## DATA PROVIDED
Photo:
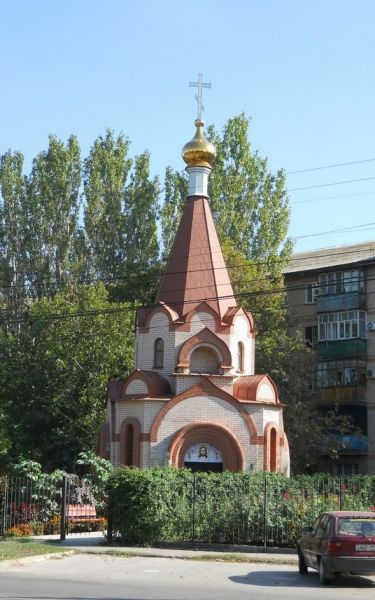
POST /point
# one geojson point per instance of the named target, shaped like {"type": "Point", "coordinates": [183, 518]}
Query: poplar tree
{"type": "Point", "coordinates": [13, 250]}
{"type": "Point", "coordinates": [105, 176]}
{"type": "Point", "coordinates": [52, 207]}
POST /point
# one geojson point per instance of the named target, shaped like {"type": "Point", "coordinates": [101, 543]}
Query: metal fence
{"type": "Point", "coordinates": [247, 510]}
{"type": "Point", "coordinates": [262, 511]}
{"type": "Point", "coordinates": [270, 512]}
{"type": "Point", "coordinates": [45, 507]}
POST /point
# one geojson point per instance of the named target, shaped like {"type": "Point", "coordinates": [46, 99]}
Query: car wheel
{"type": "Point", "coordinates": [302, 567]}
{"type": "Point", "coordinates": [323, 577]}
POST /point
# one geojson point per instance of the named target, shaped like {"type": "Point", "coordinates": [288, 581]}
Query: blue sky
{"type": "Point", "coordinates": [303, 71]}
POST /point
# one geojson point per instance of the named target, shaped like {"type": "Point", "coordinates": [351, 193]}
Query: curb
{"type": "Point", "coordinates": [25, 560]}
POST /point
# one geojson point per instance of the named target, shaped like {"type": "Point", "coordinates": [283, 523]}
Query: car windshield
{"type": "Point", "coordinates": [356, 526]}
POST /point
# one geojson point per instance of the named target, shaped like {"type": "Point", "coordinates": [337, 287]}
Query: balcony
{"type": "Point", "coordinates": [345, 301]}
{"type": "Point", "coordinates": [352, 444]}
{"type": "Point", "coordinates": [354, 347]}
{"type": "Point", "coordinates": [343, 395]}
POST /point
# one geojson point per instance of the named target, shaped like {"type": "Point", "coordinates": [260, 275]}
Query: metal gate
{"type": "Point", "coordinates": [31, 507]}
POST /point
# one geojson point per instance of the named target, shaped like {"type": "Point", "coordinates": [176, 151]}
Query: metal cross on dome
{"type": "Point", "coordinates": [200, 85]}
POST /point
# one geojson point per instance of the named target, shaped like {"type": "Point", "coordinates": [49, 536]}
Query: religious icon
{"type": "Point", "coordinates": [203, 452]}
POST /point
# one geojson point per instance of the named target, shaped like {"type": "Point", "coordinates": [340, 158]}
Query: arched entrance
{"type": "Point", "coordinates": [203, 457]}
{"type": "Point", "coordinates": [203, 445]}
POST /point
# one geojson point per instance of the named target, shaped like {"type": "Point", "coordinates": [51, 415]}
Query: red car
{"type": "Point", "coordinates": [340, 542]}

## WRITTEN EXERCISE
Transcribe the preceding listing in its entirety and with exact wording, leaving out pictures.

## FINAL RESULT
Photo:
POST /point
# one geojson point per instance of the named target, shaped like {"type": "Point", "coordinates": [183, 518]}
Query: poplar tree
{"type": "Point", "coordinates": [13, 250]}
{"type": "Point", "coordinates": [105, 176]}
{"type": "Point", "coordinates": [52, 207]}
POST /point
# one geojson point per instance of the named target, shaped like {"type": "Point", "coordinates": [101, 543]}
Query: metal fence
{"type": "Point", "coordinates": [247, 510]}
{"type": "Point", "coordinates": [262, 511]}
{"type": "Point", "coordinates": [270, 512]}
{"type": "Point", "coordinates": [45, 507]}
POST /point
# one geojson point per instance of the named target, shaped like {"type": "Point", "coordinates": [46, 99]}
Query: car wheel
{"type": "Point", "coordinates": [302, 567]}
{"type": "Point", "coordinates": [323, 577]}
POST /point
# one geojson point per instance of the named target, shaped like {"type": "Point", "coordinates": [288, 581]}
Query: blue sky
{"type": "Point", "coordinates": [303, 71]}
POST /point
# one geojson point per instance of the named target, shaped like {"type": "Point", "coordinates": [351, 193]}
Query: curb
{"type": "Point", "coordinates": [25, 560]}
POST /point
# one geojson point per instance of the named target, shaped like {"type": "Point", "coordinates": [283, 523]}
Query: car windshield
{"type": "Point", "coordinates": [356, 526]}
POST /point
# one geojson point per instance of the named target, shaped like {"type": "Point", "coordinates": [337, 287]}
Query: balcony
{"type": "Point", "coordinates": [345, 301]}
{"type": "Point", "coordinates": [352, 444]}
{"type": "Point", "coordinates": [354, 347]}
{"type": "Point", "coordinates": [343, 395]}
POST /point
# one geojson point per instance of the named target, shaped like {"type": "Point", "coordinates": [260, 275]}
Query: metal gate
{"type": "Point", "coordinates": [31, 507]}
POST /point
# one geojson point per instance of the named target, shaped like {"type": "Point", "coordinates": [176, 151]}
Query: metal cross on dome
{"type": "Point", "coordinates": [200, 85]}
POST /point
# one geojson point per instance of the named target, shaped like {"type": "Point", "coordinates": [49, 536]}
Query: religious icon
{"type": "Point", "coordinates": [203, 452]}
POST /point
# one geojson point per instance of the named target, shaped like {"type": "Point", "coordinates": [340, 158]}
Query: arched entrance
{"type": "Point", "coordinates": [203, 457]}
{"type": "Point", "coordinates": [203, 445]}
POST /point
# one geojson point per instance of the named target, shaped like {"type": "Point", "coordinates": [51, 415]}
Query: red car
{"type": "Point", "coordinates": [340, 542]}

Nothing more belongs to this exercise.